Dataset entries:
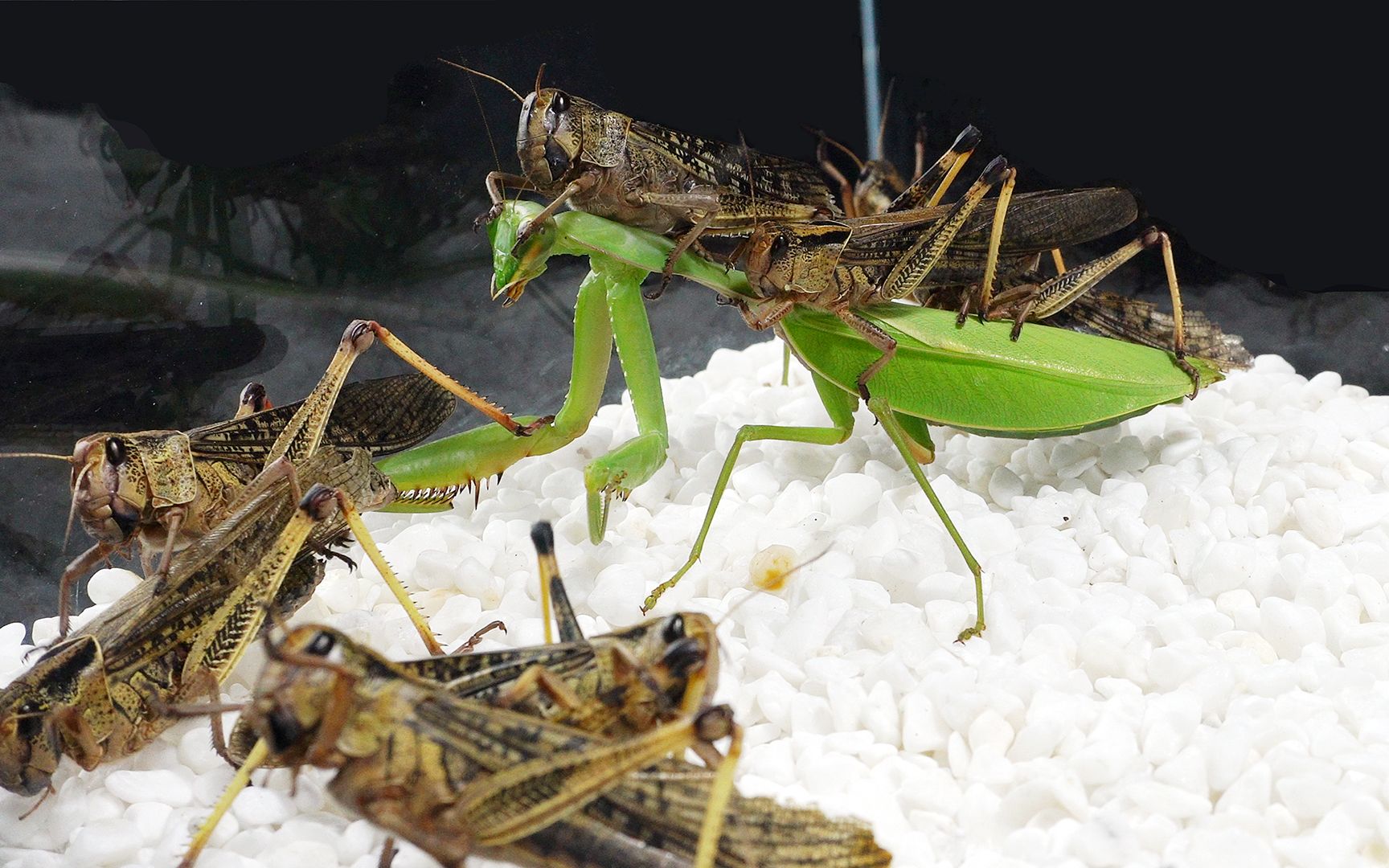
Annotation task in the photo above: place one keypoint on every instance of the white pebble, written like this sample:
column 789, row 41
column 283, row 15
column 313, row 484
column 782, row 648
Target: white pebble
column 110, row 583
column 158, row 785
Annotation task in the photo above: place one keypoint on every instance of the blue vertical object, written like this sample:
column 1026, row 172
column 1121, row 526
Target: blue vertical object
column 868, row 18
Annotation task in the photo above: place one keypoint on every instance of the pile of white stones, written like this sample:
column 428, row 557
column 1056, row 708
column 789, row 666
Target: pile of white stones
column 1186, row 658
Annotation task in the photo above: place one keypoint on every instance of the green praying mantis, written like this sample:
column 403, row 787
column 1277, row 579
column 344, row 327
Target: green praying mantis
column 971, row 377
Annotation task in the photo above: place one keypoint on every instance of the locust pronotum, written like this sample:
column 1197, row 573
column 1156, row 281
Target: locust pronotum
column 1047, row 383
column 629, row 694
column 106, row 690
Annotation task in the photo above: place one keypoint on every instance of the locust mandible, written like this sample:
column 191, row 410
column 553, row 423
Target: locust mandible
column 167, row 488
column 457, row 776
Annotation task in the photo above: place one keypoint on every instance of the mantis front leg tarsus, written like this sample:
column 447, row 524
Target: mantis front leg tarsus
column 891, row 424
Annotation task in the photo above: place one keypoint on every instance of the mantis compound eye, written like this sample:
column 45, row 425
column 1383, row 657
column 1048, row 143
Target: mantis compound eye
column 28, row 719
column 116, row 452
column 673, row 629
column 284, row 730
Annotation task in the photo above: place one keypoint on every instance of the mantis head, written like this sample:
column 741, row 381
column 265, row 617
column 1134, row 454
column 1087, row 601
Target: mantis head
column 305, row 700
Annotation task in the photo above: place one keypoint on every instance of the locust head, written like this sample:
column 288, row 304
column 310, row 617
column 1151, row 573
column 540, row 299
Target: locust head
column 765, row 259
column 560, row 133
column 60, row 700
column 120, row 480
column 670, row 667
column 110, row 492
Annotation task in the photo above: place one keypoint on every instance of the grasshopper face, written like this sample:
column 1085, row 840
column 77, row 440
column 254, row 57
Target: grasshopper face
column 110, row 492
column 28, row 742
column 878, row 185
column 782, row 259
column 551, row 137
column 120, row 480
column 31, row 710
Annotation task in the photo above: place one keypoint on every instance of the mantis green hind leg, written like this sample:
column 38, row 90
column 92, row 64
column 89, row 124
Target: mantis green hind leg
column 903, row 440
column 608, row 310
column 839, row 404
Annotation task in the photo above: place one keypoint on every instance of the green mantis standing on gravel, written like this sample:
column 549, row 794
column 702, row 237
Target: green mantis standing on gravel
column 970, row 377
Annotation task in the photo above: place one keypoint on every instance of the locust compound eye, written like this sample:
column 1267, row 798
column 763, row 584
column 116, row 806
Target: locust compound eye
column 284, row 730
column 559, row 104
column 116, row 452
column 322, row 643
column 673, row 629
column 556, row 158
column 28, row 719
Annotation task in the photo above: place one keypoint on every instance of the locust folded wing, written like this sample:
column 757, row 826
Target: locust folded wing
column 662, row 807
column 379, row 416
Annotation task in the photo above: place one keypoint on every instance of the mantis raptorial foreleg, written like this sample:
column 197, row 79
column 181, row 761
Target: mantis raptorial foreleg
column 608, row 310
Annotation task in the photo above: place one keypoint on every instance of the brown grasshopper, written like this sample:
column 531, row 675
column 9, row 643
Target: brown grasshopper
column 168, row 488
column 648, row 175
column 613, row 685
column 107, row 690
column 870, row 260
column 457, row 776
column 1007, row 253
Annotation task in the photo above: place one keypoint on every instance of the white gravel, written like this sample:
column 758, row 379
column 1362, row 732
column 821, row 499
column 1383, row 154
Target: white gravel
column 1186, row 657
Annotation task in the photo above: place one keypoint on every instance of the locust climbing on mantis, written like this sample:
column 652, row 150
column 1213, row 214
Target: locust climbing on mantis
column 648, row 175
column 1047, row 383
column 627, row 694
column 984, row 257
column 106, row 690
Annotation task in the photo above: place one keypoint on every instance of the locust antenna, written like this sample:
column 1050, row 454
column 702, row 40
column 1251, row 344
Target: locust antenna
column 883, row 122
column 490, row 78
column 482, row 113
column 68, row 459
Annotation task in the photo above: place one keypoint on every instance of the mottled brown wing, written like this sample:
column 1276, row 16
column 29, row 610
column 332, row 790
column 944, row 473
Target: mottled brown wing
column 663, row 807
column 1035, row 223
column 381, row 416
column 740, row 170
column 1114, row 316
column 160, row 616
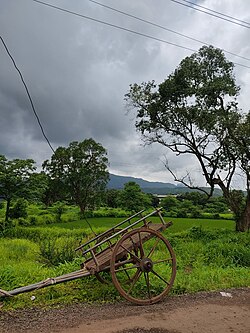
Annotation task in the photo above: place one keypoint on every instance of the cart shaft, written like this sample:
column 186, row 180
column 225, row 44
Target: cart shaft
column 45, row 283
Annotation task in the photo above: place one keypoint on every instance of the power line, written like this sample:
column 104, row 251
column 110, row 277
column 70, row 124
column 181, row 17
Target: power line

→ **Activity**
Could you retype every line above exactly as it appears, skipping the pictures?

→ **Result below**
Annotation task in the photo above: place one keypoint on every instance of the white pebble, written like this sample:
column 789, row 41
column 283, row 15
column 313, row 484
column 782, row 648
Target: white pebble
column 110, row 583
column 158, row 785
Annotation task in the photo above: place one keypoint on every instance of the blue vertical object, written like this sample:
column 1026, row 172
column 1121, row 526
Target: blue vertical object
column 868, row 18
Annotation task in the photo above: place one keypoint on every instance of the pile of white stones, written like this sample:
column 428, row 557
column 1056, row 708
column 789, row 666
Target: pile of white stones
column 1186, row 658
Annotation task in the photo above: place one keypoint on every instance of the green praying mantis, written like this sample:
column 403, row 787
column 1277, row 579
column 344, row 327
Target: green praying mantis
column 971, row 377
Annotation task in the photo above: place one keypoint on every instance of the locust pronotum, written like this sample:
column 1197, row 573
column 1156, row 281
Target: locust pronotum
column 1047, row 383
column 629, row 694
column 106, row 690
Annotation task in the photo above: place one keypoint on every instance of the locust mandible, written like this sample:
column 191, row 410
column 553, row 423
Target: locust mandible
column 167, row 488
column 457, row 776
Annotation task in the photo above: place one keypoint on every instance of the mantis front leg tarsus, written like this sample:
column 447, row 524
Target: mantis front leg tarsus
column 891, row 424
Annotation task in the photo above: place one keypoint on every instance of the mantis compound eye, written like this sample:
column 45, row 425
column 1383, row 657
column 1048, row 143
Target: mantis compound eye
column 28, row 719
column 116, row 452
column 673, row 629
column 284, row 730
Annotation task in the photo above: place one keypoint on every instance of the mantis head, written like this sample:
column 741, row 381
column 265, row 617
column 1134, row 454
column 1087, row 601
Target: mantis head
column 305, row 700
Annotation task in the photo above: place one keypoint on every instance of the locust head, written like this sample:
column 288, row 304
column 310, row 617
column 1151, row 573
column 540, row 299
Target: locust head
column 765, row 259
column 560, row 133
column 60, row 700
column 120, row 480
column 670, row 667
column 110, row 492
Annotation task in the photo above: place one keypoint on every instance of the grasshopper face, written like this sample:
column 1085, row 840
column 77, row 440
column 254, row 57
Target: grasshopper face
column 110, row 492
column 28, row 742
column 878, row 185
column 782, row 259
column 551, row 137
column 120, row 480
column 31, row 710
Annotation task in the photo above: place one keypoint on every instance of the mantis green hind leg, written like this sample:
column 38, row 90
column 92, row 64
column 89, row 124
Target: mantis green hind leg
column 903, row 440
column 608, row 310
column 839, row 404
Annotation task in the photo above: place one keypoint on every instance of the green mantis standing on gravel, written like this sample:
column 549, row 794
column 702, row 237
Target: green mantis standing on gravel
column 970, row 377
Annotation task in the photo above: place one keypoint on every instance of the locust compound eye, written like this sample:
column 1267, row 798
column 763, row 584
column 116, row 806
Target: locust compound eye
column 284, row 730
column 559, row 104
column 116, row 452
column 322, row 643
column 673, row 629
column 556, row 158
column 28, row 719
Annotation task in the photo above: place one keypoint on every instance of the locust folded wing, written like this sample:
column 757, row 826
Target: locust folded wing
column 662, row 807
column 379, row 416
Annotation task in the photo above: place one keypoint on every instance of the mantis raptorial foreleg, written like this sample:
column 197, row 79
column 181, row 761
Target: mantis raptorial foreleg
column 608, row 310
Annotation task in the photo above: place one keypoint on every instance of the brown grasshopper, written like this sample:
column 531, row 675
column 9, row 643
Target: brown grasshopper
column 168, row 488
column 648, row 175
column 613, row 685
column 107, row 690
column 870, row 260
column 457, row 776
column 1007, row 253
Annotation task in the photo above: place one keypoint on every instance of the white gravel, written like this sample:
column 758, row 379
column 1362, row 732
column 821, row 499
column 1383, row 154
Target: white gravel
column 1186, row 657
Annotation task in the photo above: place one keypoint on every instance of the locust climbing on mantis, written like this sample:
column 652, row 150
column 1213, row 214
Target: locust climbing on mantis
column 648, row 175
column 1047, row 383
column 627, row 694
column 984, row 257
column 106, row 690
Annotation task in the photo above: place one keypoint on every instance of the locust antenna, written like this sample:
column 1050, row 454
column 702, row 40
column 1251, row 344
Target: locust antenna
column 883, row 122
column 490, row 78
column 482, row 113
column 68, row 459
Annotation task in the photo above: place one keypoint on every instance of the mottled brown wing, written like this sample:
column 1276, row 16
column 29, row 610
column 332, row 790
column 944, row 473
Target: mottled brown wing
column 663, row 807
column 1035, row 223
column 381, row 416
column 740, row 170
column 1114, row 316
column 160, row 616
Annotation task in the photo above: place one keypoint on every instance of the cart shaft, written like this sample:
column 186, row 180
column 225, row 44
Target: cart shaft
column 45, row 283
Annotation task in the photo above: place one keypoint on every instance of the power line, written like this sample:
column 104, row 251
column 110, row 277
column 70, row 124
column 181, row 17
Target: power line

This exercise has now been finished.